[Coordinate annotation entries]
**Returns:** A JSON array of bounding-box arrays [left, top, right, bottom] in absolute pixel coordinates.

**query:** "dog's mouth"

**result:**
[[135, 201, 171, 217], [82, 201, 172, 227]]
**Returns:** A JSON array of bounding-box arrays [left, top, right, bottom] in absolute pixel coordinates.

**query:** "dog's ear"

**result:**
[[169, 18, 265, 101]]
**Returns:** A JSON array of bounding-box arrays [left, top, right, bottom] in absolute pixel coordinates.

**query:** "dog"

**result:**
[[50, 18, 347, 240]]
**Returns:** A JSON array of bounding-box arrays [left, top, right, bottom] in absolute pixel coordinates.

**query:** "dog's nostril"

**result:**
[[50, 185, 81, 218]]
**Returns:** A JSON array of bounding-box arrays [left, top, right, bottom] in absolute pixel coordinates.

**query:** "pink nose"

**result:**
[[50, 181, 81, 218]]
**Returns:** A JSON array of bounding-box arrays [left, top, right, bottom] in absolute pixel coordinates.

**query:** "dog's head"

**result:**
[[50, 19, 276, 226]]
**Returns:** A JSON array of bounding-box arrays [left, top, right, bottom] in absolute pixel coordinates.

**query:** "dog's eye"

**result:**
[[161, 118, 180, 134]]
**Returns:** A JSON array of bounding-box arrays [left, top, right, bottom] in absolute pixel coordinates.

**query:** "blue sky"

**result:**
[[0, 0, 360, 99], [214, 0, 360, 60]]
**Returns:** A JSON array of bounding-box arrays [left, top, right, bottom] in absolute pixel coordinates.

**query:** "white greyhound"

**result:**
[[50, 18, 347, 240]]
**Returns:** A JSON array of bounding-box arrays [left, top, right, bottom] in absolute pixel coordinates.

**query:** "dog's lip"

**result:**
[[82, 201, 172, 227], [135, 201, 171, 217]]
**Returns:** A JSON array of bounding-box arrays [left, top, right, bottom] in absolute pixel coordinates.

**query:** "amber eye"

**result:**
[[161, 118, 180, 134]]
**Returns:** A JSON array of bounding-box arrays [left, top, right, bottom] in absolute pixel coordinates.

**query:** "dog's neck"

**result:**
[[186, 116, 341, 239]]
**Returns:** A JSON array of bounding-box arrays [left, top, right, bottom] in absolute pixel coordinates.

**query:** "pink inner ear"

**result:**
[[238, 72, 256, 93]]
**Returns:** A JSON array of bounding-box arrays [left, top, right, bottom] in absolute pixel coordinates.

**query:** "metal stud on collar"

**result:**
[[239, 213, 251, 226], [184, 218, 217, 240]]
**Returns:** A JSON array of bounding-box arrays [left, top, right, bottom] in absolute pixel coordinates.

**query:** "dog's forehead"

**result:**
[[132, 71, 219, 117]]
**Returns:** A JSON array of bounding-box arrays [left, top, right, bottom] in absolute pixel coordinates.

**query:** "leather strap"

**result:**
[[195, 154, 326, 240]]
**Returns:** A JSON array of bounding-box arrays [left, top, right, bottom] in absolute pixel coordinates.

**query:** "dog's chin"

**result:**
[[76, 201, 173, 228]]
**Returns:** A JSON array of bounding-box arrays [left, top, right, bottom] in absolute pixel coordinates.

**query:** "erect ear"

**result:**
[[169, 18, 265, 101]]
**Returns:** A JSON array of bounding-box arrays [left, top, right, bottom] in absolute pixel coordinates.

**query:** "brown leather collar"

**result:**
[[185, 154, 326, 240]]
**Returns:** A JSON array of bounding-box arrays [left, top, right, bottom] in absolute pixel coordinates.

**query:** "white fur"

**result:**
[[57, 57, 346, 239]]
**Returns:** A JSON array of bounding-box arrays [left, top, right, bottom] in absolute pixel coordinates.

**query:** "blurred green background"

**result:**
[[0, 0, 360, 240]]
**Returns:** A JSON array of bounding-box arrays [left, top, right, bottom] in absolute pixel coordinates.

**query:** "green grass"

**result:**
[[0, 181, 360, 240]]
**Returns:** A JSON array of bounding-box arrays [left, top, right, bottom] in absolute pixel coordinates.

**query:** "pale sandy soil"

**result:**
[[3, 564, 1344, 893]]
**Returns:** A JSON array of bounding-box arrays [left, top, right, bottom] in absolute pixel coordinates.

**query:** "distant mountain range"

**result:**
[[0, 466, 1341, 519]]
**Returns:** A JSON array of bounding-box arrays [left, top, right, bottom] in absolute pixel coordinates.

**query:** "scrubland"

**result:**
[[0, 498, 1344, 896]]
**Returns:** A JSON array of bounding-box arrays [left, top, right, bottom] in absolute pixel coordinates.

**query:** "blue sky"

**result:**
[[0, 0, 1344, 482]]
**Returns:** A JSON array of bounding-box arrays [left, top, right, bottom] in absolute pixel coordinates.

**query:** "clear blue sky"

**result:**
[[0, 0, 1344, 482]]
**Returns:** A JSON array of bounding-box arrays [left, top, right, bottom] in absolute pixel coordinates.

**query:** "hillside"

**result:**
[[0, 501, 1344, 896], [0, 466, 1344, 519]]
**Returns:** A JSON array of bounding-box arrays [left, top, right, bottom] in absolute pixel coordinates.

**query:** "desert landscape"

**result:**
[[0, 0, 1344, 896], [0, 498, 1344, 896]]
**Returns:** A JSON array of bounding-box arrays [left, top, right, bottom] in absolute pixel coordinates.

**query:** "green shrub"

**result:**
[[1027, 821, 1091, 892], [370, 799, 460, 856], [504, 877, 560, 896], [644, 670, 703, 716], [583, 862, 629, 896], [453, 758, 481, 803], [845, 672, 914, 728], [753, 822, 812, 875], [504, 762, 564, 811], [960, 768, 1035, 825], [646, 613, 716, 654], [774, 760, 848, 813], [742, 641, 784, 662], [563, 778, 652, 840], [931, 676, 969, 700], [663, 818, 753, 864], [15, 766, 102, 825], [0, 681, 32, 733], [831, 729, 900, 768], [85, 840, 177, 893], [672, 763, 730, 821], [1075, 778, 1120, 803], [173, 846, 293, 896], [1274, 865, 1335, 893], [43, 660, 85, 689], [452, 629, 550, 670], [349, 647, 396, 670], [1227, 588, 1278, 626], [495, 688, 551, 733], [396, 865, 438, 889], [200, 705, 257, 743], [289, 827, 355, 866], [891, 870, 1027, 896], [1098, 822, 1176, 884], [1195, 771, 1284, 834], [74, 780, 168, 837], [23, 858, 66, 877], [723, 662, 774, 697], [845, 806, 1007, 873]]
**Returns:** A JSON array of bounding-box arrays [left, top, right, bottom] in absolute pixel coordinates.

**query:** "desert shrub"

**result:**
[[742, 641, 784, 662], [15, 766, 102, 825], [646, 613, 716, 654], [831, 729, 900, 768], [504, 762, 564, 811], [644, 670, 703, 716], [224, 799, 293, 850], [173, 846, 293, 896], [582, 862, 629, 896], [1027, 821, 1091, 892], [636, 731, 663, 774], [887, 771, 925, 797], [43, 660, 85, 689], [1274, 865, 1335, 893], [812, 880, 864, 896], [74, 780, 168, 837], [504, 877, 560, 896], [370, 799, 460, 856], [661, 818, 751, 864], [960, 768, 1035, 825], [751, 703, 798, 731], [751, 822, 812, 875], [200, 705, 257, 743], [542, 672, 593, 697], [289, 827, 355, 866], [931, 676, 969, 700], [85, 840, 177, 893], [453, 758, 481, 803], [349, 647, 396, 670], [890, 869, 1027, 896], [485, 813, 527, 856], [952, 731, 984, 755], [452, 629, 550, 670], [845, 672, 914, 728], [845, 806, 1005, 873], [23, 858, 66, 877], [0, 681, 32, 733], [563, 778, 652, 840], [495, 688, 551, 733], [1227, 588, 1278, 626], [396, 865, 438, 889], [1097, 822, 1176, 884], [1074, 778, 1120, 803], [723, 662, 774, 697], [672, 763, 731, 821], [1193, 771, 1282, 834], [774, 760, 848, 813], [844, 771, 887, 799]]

▶ **Written problem**
In the rows above, how many lines contain the string "leather", counting only matches with the same case? Reply with the number alone.

▶ **Answer to the task**
2